EXERCISE BRIEF: Let the line containing "The component shall return one point per instance of the open" serve as the first line of the answer and the final line of the entries as its last, with every line between copied exactly.
= Beginning of Section =
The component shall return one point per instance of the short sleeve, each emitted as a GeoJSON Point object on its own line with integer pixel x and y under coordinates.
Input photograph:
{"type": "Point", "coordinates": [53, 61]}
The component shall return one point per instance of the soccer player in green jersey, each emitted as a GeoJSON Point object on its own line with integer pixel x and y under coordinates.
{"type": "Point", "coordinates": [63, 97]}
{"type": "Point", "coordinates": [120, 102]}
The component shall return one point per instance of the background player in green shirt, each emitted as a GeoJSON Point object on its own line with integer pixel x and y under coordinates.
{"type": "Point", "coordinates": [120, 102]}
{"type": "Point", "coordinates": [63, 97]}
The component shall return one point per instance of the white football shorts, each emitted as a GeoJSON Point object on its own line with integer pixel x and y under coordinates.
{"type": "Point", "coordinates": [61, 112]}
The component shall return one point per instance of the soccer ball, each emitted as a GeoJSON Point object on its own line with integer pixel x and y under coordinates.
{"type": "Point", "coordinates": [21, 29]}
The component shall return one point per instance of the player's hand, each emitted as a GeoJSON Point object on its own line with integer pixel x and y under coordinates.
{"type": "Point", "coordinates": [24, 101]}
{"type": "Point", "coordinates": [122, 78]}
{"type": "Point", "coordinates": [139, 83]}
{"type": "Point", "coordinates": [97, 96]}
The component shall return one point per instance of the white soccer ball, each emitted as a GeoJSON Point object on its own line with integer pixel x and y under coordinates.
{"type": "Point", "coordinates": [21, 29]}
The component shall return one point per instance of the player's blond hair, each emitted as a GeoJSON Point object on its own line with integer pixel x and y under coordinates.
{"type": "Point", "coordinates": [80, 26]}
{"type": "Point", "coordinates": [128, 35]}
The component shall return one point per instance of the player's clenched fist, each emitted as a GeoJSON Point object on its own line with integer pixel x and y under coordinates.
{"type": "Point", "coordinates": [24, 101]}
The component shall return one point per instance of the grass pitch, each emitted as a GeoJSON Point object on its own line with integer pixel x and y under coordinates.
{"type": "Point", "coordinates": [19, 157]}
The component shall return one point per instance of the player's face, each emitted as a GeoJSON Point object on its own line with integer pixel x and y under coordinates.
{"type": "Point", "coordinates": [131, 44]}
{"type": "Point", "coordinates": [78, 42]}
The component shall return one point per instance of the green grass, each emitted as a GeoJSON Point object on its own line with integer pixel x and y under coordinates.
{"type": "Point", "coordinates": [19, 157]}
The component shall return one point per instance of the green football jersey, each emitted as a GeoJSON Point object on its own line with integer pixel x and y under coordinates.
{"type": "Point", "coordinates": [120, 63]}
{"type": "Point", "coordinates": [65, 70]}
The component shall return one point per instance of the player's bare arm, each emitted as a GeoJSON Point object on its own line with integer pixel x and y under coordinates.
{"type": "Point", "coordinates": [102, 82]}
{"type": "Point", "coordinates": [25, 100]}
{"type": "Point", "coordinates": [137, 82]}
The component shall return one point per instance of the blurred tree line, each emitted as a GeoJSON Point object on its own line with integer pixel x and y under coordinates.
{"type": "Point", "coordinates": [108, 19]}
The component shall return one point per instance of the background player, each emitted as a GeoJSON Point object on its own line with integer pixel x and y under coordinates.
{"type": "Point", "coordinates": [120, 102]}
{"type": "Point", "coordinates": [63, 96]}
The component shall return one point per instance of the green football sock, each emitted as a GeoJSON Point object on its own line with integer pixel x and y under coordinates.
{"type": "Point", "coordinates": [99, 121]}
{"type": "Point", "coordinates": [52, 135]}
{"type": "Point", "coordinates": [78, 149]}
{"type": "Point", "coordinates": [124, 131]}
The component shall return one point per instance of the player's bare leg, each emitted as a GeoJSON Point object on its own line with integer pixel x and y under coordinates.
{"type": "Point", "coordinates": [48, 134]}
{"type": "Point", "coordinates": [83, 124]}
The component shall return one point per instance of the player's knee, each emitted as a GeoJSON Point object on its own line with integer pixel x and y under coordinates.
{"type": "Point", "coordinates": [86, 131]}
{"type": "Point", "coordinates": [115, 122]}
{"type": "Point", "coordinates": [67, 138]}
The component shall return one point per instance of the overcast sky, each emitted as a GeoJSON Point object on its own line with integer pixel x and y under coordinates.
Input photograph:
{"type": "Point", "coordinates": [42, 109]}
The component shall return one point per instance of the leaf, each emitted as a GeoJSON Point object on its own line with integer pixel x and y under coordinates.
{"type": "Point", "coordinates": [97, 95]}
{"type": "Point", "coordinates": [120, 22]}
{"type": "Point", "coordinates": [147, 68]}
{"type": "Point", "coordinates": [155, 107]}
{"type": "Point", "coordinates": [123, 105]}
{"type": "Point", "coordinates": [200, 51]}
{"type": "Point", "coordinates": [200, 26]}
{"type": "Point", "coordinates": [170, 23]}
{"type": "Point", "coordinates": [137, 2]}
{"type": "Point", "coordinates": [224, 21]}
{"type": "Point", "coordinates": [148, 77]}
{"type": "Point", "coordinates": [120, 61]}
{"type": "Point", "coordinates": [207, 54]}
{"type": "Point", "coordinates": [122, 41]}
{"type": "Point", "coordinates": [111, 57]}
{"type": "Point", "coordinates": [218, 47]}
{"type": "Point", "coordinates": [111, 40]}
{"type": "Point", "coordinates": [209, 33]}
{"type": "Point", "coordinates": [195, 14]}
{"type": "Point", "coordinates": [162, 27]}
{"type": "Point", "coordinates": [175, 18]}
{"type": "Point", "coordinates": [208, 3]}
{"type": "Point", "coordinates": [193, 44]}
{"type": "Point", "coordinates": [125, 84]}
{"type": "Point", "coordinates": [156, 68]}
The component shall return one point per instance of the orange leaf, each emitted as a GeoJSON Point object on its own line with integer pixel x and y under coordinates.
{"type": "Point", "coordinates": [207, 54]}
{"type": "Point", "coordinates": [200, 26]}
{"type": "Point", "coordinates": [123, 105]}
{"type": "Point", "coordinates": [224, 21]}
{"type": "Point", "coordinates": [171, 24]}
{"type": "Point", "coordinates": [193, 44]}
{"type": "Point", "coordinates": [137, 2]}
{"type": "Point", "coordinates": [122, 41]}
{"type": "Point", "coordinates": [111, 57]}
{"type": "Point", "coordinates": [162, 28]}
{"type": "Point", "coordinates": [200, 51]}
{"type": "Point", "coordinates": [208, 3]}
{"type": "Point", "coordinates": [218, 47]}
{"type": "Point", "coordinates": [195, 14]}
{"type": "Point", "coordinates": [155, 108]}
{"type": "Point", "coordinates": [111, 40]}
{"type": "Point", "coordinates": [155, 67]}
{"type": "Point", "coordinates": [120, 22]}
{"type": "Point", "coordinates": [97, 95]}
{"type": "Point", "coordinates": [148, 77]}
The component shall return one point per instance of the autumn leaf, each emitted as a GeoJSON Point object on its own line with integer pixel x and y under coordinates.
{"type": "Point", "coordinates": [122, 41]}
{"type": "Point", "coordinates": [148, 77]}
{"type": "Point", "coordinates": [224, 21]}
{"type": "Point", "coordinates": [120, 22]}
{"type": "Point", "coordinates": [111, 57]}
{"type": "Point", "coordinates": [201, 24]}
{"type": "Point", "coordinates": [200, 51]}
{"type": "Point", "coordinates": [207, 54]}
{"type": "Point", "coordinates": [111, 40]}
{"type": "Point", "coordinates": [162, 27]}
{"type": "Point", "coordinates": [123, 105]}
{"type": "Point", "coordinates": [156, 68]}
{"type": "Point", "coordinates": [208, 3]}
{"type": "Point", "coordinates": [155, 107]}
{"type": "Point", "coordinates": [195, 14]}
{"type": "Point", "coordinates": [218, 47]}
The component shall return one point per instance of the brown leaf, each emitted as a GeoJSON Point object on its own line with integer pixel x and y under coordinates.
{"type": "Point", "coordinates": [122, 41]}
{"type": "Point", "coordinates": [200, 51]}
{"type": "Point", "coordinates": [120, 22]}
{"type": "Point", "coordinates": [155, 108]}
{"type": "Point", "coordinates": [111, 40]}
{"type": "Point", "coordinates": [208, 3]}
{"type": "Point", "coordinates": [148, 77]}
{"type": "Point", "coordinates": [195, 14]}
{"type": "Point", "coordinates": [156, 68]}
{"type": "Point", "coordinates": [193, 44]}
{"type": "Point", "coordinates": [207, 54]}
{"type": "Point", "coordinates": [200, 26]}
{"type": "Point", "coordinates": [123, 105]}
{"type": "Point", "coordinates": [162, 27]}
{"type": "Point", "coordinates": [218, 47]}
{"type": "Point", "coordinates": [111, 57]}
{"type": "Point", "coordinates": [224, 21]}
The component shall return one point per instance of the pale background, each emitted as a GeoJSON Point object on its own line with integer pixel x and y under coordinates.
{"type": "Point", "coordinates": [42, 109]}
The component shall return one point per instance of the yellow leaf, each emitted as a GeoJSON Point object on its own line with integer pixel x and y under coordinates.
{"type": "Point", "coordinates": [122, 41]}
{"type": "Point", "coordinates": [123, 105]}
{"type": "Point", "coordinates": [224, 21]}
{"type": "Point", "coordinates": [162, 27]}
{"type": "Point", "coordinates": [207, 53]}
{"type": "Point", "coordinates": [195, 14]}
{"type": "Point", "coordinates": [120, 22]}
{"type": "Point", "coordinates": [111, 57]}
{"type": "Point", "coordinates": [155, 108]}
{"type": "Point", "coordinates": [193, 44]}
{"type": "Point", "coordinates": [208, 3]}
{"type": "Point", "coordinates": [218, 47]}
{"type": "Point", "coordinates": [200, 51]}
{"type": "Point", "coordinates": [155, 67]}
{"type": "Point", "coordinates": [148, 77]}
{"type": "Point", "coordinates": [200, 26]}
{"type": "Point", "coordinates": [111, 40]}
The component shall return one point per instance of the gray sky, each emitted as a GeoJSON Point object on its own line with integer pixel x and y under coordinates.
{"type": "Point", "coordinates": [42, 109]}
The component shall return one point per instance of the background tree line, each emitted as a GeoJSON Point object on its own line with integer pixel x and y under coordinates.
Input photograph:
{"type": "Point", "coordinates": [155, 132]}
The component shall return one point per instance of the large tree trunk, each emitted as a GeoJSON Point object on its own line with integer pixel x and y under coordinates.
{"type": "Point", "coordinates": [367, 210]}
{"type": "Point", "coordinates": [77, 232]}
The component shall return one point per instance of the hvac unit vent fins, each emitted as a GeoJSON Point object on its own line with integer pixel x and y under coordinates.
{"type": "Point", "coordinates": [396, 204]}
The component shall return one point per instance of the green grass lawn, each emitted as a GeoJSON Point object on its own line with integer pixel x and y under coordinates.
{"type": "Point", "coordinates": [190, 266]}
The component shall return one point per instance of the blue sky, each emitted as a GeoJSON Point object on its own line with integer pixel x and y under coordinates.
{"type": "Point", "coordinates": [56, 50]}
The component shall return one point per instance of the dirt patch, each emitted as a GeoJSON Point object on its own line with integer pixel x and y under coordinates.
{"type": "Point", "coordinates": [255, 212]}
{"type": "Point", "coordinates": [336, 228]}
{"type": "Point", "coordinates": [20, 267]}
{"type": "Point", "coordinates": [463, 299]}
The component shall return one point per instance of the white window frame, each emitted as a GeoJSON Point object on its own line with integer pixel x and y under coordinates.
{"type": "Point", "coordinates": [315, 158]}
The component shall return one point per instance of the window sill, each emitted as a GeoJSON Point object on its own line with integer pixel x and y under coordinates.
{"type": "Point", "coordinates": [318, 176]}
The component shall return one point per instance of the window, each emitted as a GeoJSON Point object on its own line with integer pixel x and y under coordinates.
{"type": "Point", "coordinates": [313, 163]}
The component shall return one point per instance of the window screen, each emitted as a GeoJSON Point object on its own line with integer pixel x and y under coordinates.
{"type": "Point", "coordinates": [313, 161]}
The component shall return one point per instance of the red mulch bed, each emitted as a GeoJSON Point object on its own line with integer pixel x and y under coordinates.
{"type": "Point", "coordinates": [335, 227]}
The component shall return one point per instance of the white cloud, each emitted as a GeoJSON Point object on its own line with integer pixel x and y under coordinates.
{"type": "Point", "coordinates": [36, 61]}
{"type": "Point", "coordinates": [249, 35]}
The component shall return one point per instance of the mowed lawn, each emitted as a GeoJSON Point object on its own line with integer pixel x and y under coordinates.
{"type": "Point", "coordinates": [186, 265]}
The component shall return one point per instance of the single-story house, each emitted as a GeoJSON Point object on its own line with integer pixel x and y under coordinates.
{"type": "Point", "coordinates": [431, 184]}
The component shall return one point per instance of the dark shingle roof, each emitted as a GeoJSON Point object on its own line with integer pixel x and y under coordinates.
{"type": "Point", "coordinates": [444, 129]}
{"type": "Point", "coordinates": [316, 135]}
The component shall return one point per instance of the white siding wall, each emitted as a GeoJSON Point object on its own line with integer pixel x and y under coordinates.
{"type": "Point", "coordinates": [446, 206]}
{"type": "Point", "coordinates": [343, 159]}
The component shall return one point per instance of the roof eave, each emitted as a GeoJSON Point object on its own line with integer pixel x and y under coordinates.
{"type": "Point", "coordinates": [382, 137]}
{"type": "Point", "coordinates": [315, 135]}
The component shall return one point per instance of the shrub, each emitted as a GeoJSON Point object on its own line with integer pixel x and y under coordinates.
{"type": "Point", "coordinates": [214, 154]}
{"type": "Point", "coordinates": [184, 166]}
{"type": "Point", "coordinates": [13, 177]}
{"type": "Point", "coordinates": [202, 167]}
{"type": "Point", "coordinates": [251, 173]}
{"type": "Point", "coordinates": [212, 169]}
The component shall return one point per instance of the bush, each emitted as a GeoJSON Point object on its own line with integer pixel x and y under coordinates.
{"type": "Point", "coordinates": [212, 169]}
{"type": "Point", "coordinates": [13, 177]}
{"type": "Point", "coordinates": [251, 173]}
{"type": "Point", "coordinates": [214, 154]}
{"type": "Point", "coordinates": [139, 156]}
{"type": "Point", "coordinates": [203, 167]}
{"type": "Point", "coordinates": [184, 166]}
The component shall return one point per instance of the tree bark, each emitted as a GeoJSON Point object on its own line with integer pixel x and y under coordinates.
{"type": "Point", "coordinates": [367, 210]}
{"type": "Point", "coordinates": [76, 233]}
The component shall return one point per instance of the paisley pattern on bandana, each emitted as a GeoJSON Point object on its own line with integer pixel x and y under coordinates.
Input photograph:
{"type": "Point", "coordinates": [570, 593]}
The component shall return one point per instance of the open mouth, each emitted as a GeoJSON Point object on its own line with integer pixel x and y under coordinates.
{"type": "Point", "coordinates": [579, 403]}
= End of Section =
ANSWER:
The component shall return one point per instance of the open mouth, each emitted as a GeoJSON Point object on its own line with integer pixel x and y under coordinates.
{"type": "Point", "coordinates": [579, 403]}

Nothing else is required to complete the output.